═══ PROVIDED RECORDS ═══

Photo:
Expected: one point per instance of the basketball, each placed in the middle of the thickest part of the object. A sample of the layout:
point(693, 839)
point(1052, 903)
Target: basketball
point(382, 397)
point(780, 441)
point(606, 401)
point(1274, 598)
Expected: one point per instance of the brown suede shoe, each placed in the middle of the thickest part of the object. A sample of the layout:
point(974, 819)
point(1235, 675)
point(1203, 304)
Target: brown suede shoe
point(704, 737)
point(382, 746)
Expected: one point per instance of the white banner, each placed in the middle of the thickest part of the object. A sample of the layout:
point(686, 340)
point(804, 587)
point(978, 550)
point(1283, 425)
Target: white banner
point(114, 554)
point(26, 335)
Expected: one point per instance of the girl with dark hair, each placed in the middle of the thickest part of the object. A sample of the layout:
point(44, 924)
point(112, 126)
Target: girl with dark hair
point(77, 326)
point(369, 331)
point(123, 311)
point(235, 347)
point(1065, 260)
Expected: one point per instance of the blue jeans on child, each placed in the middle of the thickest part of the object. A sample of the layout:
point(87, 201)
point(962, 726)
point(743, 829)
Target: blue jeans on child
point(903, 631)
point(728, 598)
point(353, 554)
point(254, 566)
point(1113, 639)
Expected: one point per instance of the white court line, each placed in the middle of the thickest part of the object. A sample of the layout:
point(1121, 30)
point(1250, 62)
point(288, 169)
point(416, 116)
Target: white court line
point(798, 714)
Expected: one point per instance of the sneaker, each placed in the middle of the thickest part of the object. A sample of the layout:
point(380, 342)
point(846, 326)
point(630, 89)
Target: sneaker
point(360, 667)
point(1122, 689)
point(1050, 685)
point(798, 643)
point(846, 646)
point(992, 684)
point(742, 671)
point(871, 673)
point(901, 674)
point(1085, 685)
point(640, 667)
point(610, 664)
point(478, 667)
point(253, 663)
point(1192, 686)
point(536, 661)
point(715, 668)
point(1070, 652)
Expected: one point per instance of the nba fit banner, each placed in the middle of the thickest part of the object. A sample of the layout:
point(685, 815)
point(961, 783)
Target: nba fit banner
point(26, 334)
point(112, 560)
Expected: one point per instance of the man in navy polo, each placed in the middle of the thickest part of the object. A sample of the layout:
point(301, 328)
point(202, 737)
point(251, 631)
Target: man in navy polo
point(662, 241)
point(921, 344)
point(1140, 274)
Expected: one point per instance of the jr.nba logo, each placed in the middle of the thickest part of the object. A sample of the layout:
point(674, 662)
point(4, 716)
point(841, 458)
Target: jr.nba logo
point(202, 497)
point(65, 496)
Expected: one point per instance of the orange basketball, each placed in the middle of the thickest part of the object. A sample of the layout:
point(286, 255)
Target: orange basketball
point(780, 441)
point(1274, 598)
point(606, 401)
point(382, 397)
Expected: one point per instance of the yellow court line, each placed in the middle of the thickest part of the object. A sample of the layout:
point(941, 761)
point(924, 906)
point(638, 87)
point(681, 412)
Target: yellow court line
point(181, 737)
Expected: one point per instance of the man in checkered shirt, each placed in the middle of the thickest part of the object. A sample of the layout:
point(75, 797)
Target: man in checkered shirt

═══

* **TASK TO CARRY OUT**: Begin at the line that has "Expected: one point per instance of the man in navy" and stop after the line that has "point(65, 496)". Write out those lines of the listing again, changing "jr.nba logo" to "league emblem" and keeping everything else as it is.

* **EXPECTED ANSWER**:
Expected: one point per instance of the man in navy polo, each placed in the middle of the thickest part of the object. A sample of the layout:
point(301, 328)
point(202, 737)
point(251, 631)
Target: man in navy polo
point(662, 241)
point(921, 344)
point(1140, 274)
Expected: one point per instance of the league emblem, each placed in the middle of the thickest part of the object. A sample of the layout:
point(674, 662)
point(4, 716)
point(841, 458)
Target: league emblem
point(202, 497)
point(65, 496)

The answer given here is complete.